Stated problem
Copy the listing below word for word, leaving every line unchanged.

Information supplied
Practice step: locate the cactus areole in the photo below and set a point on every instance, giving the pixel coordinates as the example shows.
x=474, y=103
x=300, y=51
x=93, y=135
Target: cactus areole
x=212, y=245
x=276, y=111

Result of the task
Practice step: locate the cactus areole in the photo below and set a point on every instance, giving the pixel coordinates as the example shows.
x=474, y=103
x=300, y=51
x=93, y=135
Target: cactus areole
x=212, y=245
x=276, y=111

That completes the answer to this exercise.